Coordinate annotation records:

- - - - - - -

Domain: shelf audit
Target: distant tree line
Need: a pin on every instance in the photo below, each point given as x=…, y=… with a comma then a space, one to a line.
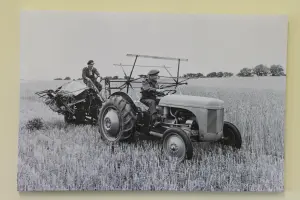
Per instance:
x=259, y=70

- - - - - - -

Work to be completed:
Retype every record above exactly as written, but leave out the pictures.

Solution below:
Domain: shelf audit
Target: distant tree line
Need: a pin on every instance in the photo below, each point given as x=…, y=… with a comma then a space, one to a line.
Per instance:
x=259, y=70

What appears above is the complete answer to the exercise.